Copy each line from the records below in which the word "frame" is found.

───── Provided records

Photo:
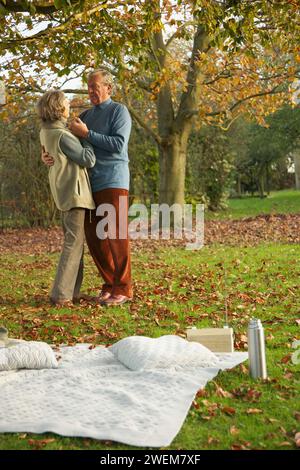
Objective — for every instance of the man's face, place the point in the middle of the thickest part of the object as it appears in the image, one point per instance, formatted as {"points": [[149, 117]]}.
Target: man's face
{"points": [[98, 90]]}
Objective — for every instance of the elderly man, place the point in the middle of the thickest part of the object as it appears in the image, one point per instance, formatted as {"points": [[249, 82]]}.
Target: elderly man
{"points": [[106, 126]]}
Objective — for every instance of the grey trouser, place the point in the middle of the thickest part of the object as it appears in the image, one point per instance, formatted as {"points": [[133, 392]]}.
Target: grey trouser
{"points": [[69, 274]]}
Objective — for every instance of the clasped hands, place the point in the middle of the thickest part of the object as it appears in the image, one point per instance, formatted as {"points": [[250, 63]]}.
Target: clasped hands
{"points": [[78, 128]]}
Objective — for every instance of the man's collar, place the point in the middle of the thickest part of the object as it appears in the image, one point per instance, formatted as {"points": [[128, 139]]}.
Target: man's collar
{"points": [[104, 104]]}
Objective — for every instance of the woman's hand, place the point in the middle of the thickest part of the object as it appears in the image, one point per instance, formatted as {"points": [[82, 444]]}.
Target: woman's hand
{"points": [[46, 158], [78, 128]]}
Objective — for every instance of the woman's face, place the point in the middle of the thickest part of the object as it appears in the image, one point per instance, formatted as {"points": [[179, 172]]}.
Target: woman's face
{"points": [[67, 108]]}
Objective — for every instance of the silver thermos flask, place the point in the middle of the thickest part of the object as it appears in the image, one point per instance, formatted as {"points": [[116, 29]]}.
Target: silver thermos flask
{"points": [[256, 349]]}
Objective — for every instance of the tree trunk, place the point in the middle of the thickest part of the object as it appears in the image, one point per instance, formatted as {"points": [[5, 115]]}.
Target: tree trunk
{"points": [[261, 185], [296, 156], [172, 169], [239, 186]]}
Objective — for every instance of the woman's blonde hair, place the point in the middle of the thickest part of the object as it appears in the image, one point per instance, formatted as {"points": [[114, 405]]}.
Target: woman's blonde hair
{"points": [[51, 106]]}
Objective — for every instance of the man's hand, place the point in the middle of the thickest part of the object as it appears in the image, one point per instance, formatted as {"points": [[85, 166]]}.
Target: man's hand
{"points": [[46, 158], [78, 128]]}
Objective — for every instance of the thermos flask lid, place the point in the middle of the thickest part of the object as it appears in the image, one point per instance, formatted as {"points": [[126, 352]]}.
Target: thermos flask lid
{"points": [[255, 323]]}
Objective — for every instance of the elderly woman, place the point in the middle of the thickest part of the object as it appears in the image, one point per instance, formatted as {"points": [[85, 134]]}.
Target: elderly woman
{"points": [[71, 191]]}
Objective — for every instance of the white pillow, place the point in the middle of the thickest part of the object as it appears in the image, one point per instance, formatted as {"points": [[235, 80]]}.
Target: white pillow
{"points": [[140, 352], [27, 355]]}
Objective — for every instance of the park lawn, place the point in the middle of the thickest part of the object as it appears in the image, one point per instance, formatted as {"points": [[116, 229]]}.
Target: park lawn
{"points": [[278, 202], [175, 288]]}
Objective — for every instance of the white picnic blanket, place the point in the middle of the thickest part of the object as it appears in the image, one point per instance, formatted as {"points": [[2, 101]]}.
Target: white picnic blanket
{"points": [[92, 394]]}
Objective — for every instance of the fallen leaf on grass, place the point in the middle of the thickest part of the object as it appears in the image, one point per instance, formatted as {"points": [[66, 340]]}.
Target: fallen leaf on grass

──────────
───── Provided records

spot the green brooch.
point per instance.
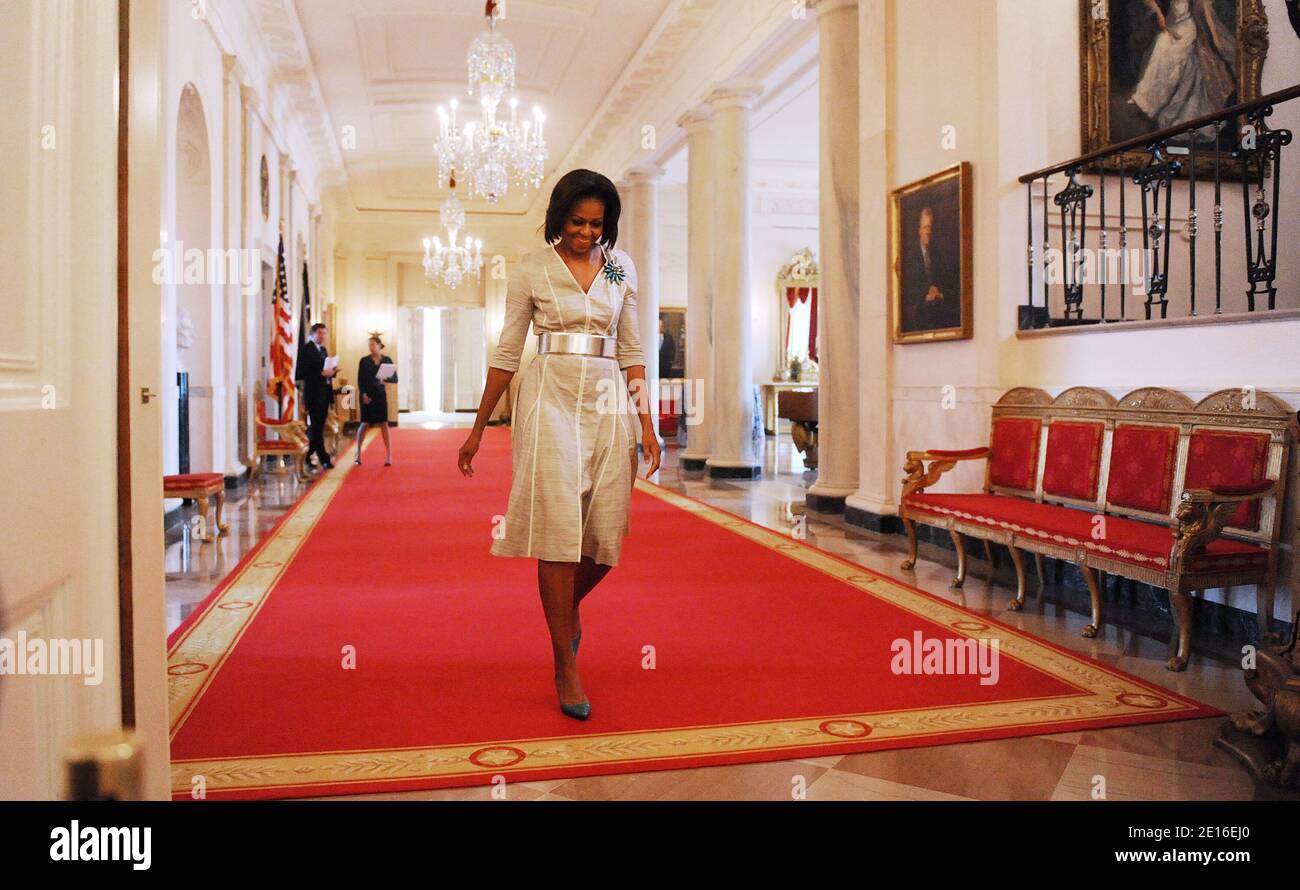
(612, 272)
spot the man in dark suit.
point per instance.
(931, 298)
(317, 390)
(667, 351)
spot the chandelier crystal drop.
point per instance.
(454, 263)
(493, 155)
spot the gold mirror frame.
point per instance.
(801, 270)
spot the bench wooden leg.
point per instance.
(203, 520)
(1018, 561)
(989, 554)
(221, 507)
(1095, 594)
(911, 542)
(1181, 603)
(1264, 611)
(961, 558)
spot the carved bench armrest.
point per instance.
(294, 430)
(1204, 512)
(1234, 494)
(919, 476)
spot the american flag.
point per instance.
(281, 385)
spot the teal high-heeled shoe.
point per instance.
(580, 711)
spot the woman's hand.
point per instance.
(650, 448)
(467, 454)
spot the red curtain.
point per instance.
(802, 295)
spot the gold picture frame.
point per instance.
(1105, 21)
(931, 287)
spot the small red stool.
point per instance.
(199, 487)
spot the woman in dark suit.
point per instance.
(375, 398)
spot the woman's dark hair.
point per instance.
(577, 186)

──────────

Task result |
spot the gold mirror frame.
spot the gold picture frame.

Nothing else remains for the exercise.